Exercise goal — Would you transcribe the line that holds "Tag the handbag", plus every line beneath it through the end of the data, exactly and with nothing added?

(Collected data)

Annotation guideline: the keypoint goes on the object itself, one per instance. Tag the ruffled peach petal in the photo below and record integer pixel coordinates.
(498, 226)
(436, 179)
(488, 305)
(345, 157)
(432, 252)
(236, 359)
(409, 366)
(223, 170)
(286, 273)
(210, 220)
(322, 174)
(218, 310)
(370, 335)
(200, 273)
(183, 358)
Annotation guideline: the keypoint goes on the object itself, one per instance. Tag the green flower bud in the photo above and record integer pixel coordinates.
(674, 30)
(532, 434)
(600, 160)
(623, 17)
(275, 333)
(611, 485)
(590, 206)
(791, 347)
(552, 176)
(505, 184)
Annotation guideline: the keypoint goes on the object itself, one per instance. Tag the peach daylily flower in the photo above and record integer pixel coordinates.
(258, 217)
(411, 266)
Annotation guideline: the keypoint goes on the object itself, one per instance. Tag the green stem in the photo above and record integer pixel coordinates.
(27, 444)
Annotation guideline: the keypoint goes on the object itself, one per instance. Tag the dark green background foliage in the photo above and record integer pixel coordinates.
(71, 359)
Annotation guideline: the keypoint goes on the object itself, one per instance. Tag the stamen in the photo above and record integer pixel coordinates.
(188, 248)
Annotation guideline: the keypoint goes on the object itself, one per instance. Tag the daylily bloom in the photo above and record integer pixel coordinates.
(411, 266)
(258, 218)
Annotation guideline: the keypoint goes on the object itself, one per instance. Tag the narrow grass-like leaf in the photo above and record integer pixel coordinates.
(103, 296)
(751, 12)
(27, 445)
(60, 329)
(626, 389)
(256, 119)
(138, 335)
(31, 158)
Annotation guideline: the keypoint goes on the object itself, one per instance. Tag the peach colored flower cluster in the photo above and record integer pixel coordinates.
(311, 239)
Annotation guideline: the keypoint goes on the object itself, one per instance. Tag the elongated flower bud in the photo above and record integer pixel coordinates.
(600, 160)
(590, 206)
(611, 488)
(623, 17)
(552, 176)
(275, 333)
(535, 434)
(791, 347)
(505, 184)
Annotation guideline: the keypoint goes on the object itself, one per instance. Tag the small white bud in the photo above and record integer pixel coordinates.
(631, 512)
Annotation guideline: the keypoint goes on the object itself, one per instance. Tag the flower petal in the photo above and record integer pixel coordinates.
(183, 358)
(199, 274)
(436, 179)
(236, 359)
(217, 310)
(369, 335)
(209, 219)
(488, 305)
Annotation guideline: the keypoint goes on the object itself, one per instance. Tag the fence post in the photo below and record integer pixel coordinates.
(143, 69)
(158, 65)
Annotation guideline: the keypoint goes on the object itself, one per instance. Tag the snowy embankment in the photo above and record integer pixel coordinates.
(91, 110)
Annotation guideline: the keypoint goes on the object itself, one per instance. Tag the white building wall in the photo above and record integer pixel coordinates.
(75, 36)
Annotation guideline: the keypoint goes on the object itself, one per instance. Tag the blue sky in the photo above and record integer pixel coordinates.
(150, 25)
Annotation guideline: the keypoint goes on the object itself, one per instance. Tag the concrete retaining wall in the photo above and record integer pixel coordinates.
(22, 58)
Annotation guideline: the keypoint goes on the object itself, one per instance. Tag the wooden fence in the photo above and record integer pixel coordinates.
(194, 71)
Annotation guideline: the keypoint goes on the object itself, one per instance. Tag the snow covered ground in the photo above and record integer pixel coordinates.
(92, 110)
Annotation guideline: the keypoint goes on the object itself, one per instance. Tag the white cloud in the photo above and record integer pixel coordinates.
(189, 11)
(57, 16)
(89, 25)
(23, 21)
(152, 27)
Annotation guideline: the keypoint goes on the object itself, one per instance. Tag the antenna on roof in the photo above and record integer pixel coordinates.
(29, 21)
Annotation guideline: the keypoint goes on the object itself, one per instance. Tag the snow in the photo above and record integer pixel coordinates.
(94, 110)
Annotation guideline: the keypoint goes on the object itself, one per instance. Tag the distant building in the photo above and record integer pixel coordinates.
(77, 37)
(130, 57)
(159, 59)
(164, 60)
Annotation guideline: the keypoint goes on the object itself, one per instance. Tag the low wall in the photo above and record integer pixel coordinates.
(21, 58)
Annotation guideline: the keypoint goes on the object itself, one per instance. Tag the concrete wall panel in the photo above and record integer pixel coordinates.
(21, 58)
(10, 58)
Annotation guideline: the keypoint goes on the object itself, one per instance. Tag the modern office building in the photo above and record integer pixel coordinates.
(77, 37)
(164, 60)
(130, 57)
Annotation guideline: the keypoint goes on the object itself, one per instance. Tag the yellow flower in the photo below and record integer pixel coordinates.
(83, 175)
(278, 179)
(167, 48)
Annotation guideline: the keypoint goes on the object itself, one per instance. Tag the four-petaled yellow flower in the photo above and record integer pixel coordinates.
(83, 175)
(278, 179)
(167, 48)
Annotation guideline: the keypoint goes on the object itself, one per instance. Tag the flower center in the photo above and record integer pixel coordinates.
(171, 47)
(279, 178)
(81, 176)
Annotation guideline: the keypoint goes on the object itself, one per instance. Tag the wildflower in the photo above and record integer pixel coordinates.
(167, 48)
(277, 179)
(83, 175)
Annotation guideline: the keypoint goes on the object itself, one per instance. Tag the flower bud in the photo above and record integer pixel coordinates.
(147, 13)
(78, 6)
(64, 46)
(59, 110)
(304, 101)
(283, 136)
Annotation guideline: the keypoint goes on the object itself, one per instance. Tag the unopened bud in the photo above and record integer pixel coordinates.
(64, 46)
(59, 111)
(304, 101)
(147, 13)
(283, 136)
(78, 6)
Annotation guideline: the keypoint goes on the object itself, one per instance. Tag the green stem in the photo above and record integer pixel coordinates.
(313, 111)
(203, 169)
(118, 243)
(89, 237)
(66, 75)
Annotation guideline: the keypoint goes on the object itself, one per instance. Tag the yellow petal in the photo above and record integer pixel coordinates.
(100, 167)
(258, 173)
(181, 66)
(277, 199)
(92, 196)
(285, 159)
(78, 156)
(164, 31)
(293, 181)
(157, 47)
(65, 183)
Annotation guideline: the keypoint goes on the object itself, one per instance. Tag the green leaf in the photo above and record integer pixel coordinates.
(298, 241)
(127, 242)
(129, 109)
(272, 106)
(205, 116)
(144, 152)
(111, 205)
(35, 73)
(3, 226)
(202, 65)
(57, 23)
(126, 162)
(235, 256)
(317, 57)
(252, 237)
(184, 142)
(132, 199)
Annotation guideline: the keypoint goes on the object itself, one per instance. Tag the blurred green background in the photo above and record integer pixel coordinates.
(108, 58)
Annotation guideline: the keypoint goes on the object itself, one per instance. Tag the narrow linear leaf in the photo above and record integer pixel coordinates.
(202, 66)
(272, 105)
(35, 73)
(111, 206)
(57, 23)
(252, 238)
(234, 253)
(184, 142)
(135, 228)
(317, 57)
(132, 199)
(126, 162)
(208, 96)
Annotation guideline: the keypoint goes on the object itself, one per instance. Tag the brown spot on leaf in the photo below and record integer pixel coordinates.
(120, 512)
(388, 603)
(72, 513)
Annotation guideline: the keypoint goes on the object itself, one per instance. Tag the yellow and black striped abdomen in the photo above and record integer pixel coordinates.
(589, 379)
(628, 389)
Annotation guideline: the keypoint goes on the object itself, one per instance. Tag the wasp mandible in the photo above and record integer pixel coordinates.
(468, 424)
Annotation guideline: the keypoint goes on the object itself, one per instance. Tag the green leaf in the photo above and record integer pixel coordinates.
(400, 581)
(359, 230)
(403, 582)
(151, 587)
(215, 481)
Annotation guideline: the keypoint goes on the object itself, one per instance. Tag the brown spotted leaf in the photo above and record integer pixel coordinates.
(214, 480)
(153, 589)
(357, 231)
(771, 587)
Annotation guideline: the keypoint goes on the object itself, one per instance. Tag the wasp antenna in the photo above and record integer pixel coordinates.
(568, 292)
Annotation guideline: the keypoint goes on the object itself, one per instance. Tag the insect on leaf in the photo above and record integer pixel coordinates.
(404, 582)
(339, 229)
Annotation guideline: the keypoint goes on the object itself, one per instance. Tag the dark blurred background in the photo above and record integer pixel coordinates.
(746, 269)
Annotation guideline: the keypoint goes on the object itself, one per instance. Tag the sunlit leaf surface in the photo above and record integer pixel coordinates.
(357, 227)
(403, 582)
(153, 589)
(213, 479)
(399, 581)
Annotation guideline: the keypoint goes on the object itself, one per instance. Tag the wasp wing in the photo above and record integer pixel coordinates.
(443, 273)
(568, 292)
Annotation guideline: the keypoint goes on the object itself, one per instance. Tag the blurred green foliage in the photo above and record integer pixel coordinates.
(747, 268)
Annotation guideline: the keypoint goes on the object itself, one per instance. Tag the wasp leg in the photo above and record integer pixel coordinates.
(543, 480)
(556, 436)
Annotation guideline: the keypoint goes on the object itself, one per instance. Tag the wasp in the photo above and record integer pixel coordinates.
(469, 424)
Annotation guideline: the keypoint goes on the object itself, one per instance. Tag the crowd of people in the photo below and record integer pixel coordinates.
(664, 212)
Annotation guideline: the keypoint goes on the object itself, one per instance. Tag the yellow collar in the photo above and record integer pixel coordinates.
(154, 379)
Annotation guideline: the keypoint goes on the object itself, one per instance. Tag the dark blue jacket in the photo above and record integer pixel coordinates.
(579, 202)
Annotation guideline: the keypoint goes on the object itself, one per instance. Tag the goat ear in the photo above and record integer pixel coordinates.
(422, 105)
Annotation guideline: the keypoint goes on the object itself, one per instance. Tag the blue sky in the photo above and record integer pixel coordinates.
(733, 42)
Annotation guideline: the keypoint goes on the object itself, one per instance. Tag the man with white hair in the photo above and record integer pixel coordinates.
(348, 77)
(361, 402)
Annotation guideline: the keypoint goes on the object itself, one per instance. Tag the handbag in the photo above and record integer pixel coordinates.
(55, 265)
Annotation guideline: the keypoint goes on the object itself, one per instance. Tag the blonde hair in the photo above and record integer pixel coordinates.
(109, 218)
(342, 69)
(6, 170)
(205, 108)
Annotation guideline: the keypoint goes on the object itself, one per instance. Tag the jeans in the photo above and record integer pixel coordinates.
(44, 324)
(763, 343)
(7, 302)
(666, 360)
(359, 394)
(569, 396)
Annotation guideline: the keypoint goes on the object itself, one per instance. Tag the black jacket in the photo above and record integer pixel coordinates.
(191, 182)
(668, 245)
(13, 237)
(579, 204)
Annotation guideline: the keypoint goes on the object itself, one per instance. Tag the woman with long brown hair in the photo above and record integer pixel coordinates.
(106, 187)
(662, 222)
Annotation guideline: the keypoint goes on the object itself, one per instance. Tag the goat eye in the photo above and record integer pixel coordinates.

Exercise solution —
Annotation guideline: the keypoint goes on the object itself, one per instance. Tag the handbag in the photo above and record integer pixel coordinates.
(55, 265)
Annotation guideline: the keypoint goes on the object itself, one per instance. Tag the blonde hair in the photo above and record integer pixel coordinates.
(109, 218)
(342, 69)
(6, 170)
(205, 108)
Annotation guideline: the keypoint goes on the object itself, one per instance. Tag the jeans in the photo above and record integer pixel coordinates.
(44, 324)
(763, 343)
(7, 302)
(666, 360)
(359, 394)
(569, 396)
Annotation guideline: the keypoint goes on the object itself, one per instance. Tag the black jacket in the photo above and record integer pixel coordinates.
(191, 182)
(668, 245)
(13, 237)
(579, 204)
Annotation guideline: the keypoint goes on the object itself, one per instance. Tag the woman with long brown hair in the photo above and record integer pixel coordinates.
(106, 187)
(662, 222)
Annotation guideline: the keypoint goes on the object itself, one per instance. Tag the goat eye in the photo above and record integer pixel coordinates.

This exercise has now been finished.